** SHORT EXERCISE **
Put the data, from its start up to and including the line with "[0,6,197,107]", into a JSON list of strings with one string per line. Omit blank lines and leave the pictures out.

** DATA PROVIDED **
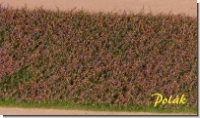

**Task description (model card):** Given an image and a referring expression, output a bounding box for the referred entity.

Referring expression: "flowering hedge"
[0,6,197,107]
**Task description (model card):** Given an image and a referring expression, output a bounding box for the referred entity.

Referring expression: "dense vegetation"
[0,7,197,108]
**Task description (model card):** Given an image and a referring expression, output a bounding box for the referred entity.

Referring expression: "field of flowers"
[0,6,197,108]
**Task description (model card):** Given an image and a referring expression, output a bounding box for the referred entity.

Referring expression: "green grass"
[0,100,197,114]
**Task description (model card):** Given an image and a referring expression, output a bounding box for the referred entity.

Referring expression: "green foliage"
[0,7,197,108]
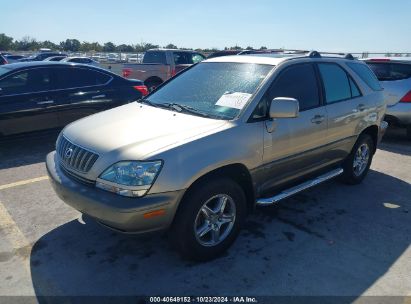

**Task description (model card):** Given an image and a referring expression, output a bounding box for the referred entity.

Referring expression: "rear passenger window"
[56,68,111,89]
[367,62,411,81]
[347,62,382,91]
[318,63,351,103]
[0,69,52,95]
[143,51,167,64]
[348,77,361,98]
[267,64,320,111]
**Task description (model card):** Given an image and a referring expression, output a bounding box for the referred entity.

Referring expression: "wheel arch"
[177,163,255,213]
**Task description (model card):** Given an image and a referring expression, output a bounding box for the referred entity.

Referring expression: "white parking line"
[0,175,49,190]
[0,202,31,274]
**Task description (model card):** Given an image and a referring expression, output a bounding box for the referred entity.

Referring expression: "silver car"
[46,52,387,260]
[366,57,411,140]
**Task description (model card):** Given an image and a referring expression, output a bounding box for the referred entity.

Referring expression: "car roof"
[360,57,411,63]
[2,61,112,77]
[203,55,291,65]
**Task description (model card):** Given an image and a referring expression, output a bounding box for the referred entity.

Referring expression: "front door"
[0,68,58,135]
[260,63,327,193]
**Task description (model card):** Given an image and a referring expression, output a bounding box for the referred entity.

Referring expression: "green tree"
[14,36,40,51]
[103,42,116,52]
[60,39,81,52]
[39,40,59,50]
[0,33,14,51]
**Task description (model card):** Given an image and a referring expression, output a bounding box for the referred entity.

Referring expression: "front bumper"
[46,152,184,233]
[386,102,411,126]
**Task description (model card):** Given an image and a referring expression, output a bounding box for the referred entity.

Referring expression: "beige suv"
[47,51,387,260]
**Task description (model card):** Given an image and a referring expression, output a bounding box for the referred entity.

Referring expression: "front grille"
[56,136,98,173]
[60,166,96,186]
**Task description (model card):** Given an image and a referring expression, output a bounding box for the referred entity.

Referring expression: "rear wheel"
[171,178,246,261]
[342,134,374,185]
[406,125,411,140]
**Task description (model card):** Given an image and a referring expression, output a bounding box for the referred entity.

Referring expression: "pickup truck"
[123,49,205,92]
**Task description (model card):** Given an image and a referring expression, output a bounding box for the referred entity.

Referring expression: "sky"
[0,0,411,53]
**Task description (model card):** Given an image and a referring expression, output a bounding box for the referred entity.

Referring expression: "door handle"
[357,103,366,111]
[91,94,106,99]
[311,115,325,125]
[36,100,54,104]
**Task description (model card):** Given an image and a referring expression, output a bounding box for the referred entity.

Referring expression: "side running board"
[256,168,344,206]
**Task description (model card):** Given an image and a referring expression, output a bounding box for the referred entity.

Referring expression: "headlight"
[96,160,162,197]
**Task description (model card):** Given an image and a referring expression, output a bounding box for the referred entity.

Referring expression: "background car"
[123,49,205,92]
[0,61,147,136]
[61,57,100,67]
[365,57,411,140]
[3,54,26,63]
[0,55,8,65]
[43,55,67,61]
[19,52,67,62]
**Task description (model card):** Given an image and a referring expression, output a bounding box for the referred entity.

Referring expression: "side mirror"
[269,97,300,118]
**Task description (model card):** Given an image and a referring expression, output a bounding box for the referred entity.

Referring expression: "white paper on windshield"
[216,92,252,110]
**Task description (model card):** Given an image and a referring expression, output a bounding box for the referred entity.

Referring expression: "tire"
[145,80,162,93]
[406,125,411,140]
[341,134,375,185]
[171,178,246,261]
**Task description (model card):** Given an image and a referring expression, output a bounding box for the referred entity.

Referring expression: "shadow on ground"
[0,130,60,170]
[30,171,411,302]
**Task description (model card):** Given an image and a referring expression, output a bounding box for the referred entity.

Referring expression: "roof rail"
[308,51,355,60]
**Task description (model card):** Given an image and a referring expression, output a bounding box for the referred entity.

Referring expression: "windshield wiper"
[162,102,210,117]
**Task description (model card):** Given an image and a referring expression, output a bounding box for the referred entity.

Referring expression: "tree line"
[0,33,267,53]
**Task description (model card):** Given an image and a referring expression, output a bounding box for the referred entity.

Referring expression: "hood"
[63,102,227,160]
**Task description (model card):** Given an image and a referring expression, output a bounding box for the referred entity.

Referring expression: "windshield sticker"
[216,92,252,110]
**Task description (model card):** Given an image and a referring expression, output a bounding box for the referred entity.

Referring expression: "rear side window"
[267,64,320,110]
[367,62,411,81]
[318,63,351,103]
[347,62,382,91]
[143,51,167,64]
[56,68,111,89]
[173,52,205,64]
[0,69,52,95]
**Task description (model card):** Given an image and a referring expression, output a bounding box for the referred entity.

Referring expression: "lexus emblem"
[64,148,73,158]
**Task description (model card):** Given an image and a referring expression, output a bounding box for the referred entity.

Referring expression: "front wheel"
[342,134,374,185]
[171,178,246,261]
[405,125,411,140]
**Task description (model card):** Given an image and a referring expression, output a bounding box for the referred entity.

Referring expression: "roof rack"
[308,51,355,60]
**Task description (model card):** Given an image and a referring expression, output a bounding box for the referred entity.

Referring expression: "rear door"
[318,63,364,162]
[262,63,327,192]
[0,68,58,135]
[54,66,119,126]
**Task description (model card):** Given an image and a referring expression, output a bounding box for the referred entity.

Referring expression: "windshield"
[148,62,273,120]
[0,67,10,78]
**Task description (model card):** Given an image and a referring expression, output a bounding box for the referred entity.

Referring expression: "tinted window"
[348,76,361,98]
[0,69,52,95]
[143,51,167,64]
[347,62,382,91]
[56,68,111,89]
[148,62,273,119]
[367,62,411,80]
[173,52,205,64]
[318,63,351,103]
[267,64,320,110]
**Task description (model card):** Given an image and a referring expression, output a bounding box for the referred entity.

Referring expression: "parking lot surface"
[0,130,411,297]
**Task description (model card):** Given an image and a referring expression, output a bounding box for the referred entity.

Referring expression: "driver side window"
[253,63,320,119]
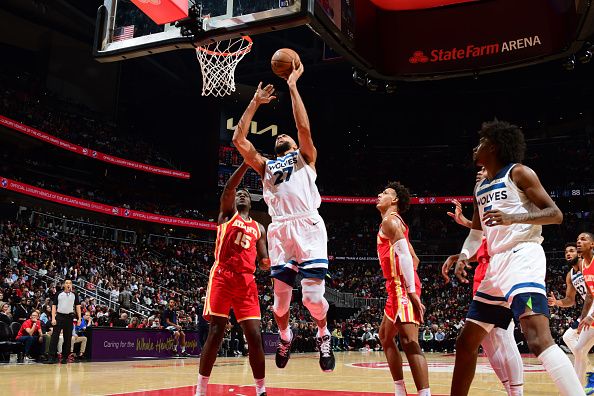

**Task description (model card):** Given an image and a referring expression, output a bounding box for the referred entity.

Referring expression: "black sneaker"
[316,334,335,372]
[274,338,291,368]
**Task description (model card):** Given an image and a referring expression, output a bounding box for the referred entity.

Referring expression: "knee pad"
[272,279,293,316]
[301,278,329,320]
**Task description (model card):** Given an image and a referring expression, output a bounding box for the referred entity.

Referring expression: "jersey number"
[235,232,252,249]
[274,166,293,186]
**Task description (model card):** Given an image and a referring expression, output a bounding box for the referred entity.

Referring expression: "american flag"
[113,25,134,41]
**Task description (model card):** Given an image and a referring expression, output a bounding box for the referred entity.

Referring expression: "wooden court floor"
[0,352,572,396]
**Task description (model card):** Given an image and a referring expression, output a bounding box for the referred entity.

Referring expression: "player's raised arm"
[548,272,576,308]
[455,199,483,283]
[483,165,563,227]
[256,223,270,271]
[232,83,276,176]
[219,161,248,223]
[287,62,318,168]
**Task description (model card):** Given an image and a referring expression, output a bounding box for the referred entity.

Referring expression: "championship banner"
[0,115,190,179]
[0,176,217,230]
[322,195,473,205]
[87,326,200,360]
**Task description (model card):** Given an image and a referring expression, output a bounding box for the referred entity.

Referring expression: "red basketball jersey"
[377,212,408,279]
[214,212,260,273]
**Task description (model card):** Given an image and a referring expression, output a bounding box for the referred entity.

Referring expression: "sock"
[278,327,293,341]
[501,381,511,396]
[507,385,524,396]
[196,374,210,396]
[538,344,584,396]
[318,326,330,338]
[394,380,406,396]
[254,378,266,396]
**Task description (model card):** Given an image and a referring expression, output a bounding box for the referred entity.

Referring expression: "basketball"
[270,48,301,80]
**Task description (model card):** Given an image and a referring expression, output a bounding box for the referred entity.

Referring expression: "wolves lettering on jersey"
[475,164,542,256]
[213,213,260,273]
[262,150,322,220]
[569,268,588,300]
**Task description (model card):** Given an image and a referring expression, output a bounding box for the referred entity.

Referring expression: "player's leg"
[573,329,594,384]
[396,319,431,396]
[563,327,580,355]
[301,278,335,372]
[512,292,584,396]
[379,313,406,396]
[240,319,266,395]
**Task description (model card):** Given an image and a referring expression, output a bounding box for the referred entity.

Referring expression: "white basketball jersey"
[262,150,322,217]
[569,268,587,301]
[475,164,543,256]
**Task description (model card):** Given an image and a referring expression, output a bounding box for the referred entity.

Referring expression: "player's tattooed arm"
[483,165,563,227]
[548,272,576,308]
[219,161,248,223]
[578,293,594,333]
[287,62,318,168]
[256,223,270,271]
[232,83,276,176]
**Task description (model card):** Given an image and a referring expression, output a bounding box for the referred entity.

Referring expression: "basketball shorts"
[384,278,420,325]
[202,265,260,322]
[467,242,549,328]
[268,212,328,286]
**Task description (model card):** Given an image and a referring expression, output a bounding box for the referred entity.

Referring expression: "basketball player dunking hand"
[233,64,334,371]
[451,120,584,396]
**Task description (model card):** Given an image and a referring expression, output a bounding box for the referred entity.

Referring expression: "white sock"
[538,344,584,396]
[254,378,266,396]
[278,327,293,341]
[196,374,210,396]
[394,380,406,396]
[318,326,330,338]
[507,385,524,396]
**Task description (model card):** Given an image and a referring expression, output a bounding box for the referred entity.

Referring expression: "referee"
[48,279,81,363]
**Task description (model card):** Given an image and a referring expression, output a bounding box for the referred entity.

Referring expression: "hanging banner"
[0,115,190,179]
[0,176,217,230]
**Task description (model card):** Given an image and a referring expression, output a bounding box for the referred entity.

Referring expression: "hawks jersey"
[569,268,587,301]
[213,212,260,273]
[475,164,543,256]
[377,212,408,279]
[582,258,594,296]
[262,150,322,217]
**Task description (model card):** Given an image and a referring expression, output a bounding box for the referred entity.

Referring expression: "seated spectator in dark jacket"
[16,311,43,358]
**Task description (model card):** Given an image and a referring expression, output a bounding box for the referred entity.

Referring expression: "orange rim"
[196,36,253,56]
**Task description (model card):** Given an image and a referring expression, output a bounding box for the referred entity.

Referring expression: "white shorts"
[468,242,549,328]
[268,212,328,285]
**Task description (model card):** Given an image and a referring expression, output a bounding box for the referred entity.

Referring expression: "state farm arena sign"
[367,0,577,76]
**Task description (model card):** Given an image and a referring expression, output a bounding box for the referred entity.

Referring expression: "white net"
[196,36,252,97]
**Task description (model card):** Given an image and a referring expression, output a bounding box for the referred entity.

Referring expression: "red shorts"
[202,266,260,322]
[472,260,489,296]
[384,278,420,324]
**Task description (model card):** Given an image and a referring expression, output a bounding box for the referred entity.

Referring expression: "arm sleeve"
[392,238,415,293]
[460,229,483,259]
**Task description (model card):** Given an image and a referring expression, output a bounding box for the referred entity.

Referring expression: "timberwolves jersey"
[262,150,322,219]
[475,164,543,256]
[569,268,587,301]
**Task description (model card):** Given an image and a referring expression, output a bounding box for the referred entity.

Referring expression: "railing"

** FINAL RESULT **
[
  "**Task description (model card):** Given an image and a referring expression, output a bounding box for the referred entity.",
  "Referring expression: \"flowering hedge\"",
  "[0,6,197,107]"
]